文書抜粋
+ + +
でもやっぱり技術だけじゃおもしろくならない

――キャストには劇団員の方も客演の方もいらっしゃいますが、どんな印象ですか?

「今回、劇団員以外はフルオーディションで、400人くらい集まってくださったんですよ。その結果、技術があって、能力があって、魅力があって、演劇的素養が深い人たちが揃いました。ちょっと怖いくらいのプロフェッショナル集団ができている気がします。稽古場に、創作のための英知が結集している雰囲気があって、すごく楽しいです」

――オーディションに400人集まるってすごいことだと思います。東京夜光がそういう劇団になっていることはどう思われますか?

「いやいやいや、(400人集まるのは)ありがたいことですけど、やっぱりまだ全然、東京夜光を知らない人のほうが圧倒的に多いですから。これは僕らの課題として、東京夜光はある意味“職人集団”なんです。みんなが下積みを経て、職人として演劇をつくることがすごく好きだし、興味があるし、能力があるんですけど、それを『見てもらう』ことだったり、『発信する』ことに関してはまだド素人です。でも、つくったものをたくさんの方に観ていただくことが一番の目標なので、そういった意味でまだまだの劇団です」

――観たことない人に「東京夜光」を端的に説明すると、どんな劇団ですか?
+ + +
データ抜粋
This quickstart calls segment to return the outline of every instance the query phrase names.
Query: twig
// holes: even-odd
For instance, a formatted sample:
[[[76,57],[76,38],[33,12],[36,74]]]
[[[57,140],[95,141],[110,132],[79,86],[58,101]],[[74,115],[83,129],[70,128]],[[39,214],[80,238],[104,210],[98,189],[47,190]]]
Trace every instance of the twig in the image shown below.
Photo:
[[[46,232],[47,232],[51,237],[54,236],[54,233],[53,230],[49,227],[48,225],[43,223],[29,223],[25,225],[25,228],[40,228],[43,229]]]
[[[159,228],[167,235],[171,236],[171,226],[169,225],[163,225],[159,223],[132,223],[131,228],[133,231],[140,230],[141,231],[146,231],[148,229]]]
+ + +
練習課題 1
東京夜光のインタビューによると、劇団員以外のキャストはどのような方法で選ばれ、何人ほどが集まったか。
練習課題 2
東京夜光のインタビューで「いやいやいや、」から始まる段落を、主な事実を残して箇条書きにまとめよ。
練習課題 3
東京夜光のインタビューを、最後の問いへの答えから書き進めよ。

正解 1
フルオーディションで選ばれ、400人くらいが集まった。

正解 2
- オーディションに400人集まったのはありがたいが、東京夜光を知らない人のほうが圧倒的に多い。
- 東京夜光はある意味「職人集団」で、皆が下積みを経ており、演劇をつくることが好きで、興味も能力もある。
- しかし、作品を「見てもらう」ことや「発信する」ことについてはまだ素人である。
- つくったものを多くの人に観てもらうことが一番の目標なので、まだまだの劇団だ。

正解 3
「ストレート演劇をつくる職人集団だと思います。もちろんどの団体も演劇に真摯に向き合っていると思うんですけど、僕らは誰よりも真摯にストレートに演劇に向き合っている、という劇団です」

――では劇団としては、職人技をどんどん磨いていきたいですか?

「でもやっぱり技術だけじゃおもしろくならないんですよね。それは脚本もそうですし、演出もそうですし、俳優としてもそうです。じゃあ技術以上のところに到達するにはどうしたらいいのかということを、この『fragment』で挑戦している感覚はあります。俳優が主人公の物語で、『人の心を動かす芝居ってなんだろう』『演劇ってなんだろう』ということを考えなければいけない作品なので。職人だからこその、“その先”を今ここでやっている感じがします」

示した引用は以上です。